* [EXTRACT TO READ]:
━━━━━━━━━━━━━━━━━━━━

"Packet Shapers"

I have been using a packet shaper (non commercial product) since 4/96
and have recently been reviewing/testing a number of commercial products
on the market. I will ignore the options and features every product has
but rather focus on those things to look at when checking these boxes:

1) alerts: a nice feature to have that no commercial product has yet is
an alert feature when a bandwidth limiting policy has been exceeded.
Example: You limit incoming icmp to 100kb and are suddenly hit by a
Smurf eating up 2Mb/sec. You want an alert sent to the NOC via email or
some other method. Or you have policy limiting single stream outgoing
UDP to 256kb and suddenly see 4Mb/sec. You definitely want an alarm
going off somewhere. We have found that email alerts are invaluable.
Packeteer doesn't have it.

2) Bandwidth manipulation: some products do buffering, some play with
the TCP window. You want both. Packeteer has both.

3) Bypass: you want a hardware and software bypass in the event
something goes wrong. This is black box sitting in the data path. You
now have a strip of boxes: firewall->packetshaper->router (and perhaps
more). If something doesn't work, you don't want to start recabling to
bypass the packet shaper. Software bypass via a Web interface is a must,
and a hardware bypass is also critical. Packeteer has both.

4) Signon management: In a large ISP operation, many users will need to
have access to modify the rules and policies. You will want a system
that has individual user signon rather than a single user/pswd.
Packeteer has only single user/pswd so therefore it is impossible to
track who has done what changes.

5) Topflows: In RMON there is the concept of Top 10. When the network
slows down, you want the ability to see a list of the Top n users
consuming bandwidth in the past 1 minute/10 minutes/hour. Packeteer
does not have that capability.

6) Flows: When a vendor says their box supports T3, one has to check a
little deeper and determine the number of max flows allowed. For
example, Allot (www.allot.com) supports a T3 box, but tops out at 5000
concurrent flows. Packeteer supports 20,000 concurrent flows. Current
realtime numbers on my beta box show 2400 flows consuming 3.3Mb, and often
8000-9000 flows consuming 6.5Mb of bandwidth. Based on those numbers, I
will hit 20,000 flows long before I hit 20Mb of bandwidth. I do not
think the packet shaper vendors have much of an idea in the ISP market
as to the large number of flows involved. They know corporate networks.

7) Platform: Look at the OS platform. Packeteer using a proprietary OS,
others may package Linux or NT. None have done any OS hardening on the
system so it is best to run something like ISS against the packet shaper
to determine what security holes exist. Imagine you start using a
packet shaper in production only to have the hackers hack it and set
their own super-duper policies.

8) Audit trail: The product should have the ability to have some sort of
syslog based on modifications done by personnel. Packeteer has
something that is not accessible via the web and is more for debugging.

━━━━━━━━━━━━━━━━━━━━

* [MATERIAL FOR THIS TASK]:
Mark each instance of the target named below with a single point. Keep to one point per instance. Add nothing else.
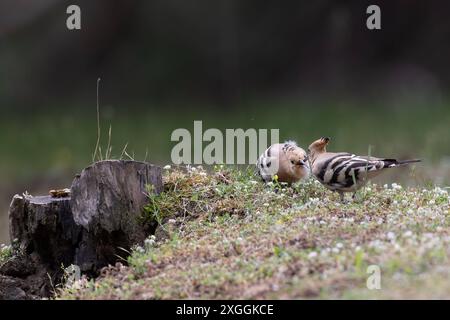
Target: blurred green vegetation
(44, 148)
(61, 140)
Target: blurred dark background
(308, 68)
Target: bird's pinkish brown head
(318, 147)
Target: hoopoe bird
(346, 172)
(286, 160)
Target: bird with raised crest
(346, 172)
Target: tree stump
(90, 228)
(107, 201)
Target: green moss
(231, 236)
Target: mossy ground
(226, 235)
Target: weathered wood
(89, 229)
(107, 201)
(44, 226)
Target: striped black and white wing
(344, 170)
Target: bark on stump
(107, 201)
(87, 229)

━━━━━━━━━━━━━━━━━━━━

* [WHAT YOU WILL DO]:
**A)** Reproduce the passage of the packet shaper text that begins with the words containing "7) Platform: Look" and ends with "more for debugging.".
**B)** Format as a numbered list the lines of the records from the line containing "Target: hoopoe bird" through the end of the records, leaving out blank lines.
The text and the records have nothing to do with each other.

* [ANSWERS TO THE EXERCISE]:
**A)**
7) Platform: Look at the OS platform. Packeteer using a proprietary OS,
others may package Linux or NT. None have done any OS hardening on the
system so it is best to run something like ISS against the packet shaper
to determine what security holes exist. Imagine you start using a
packet shaper in production only to have the hackers hack it and set
their own super-duper policies.

8) Audit trail: The product should have the ability to have some sort of
syslog based on modifications done by personnel. Packeteer has
something that is not accessible via the web and is more for debugging.

**B)**
1. Target: hoopoe bird
2. (346, 172)
3. (286, 160)
4. Target: bird with raised crest
5. (346, 172)
6. Target: tree stump
7. (90, 228)
8. (107, 201)
9. Target: green moss
10. (231, 236)
11. Target: mossy ground
12. (226, 235)
13. Target: weathered wood
14. (89, 229)
15. (107, 201)
16. (44, 226)
17. Target: striped black and white wing
18. (344, 170)
19. Target: bark on stump
20. (107, 201)
21. (87, 229)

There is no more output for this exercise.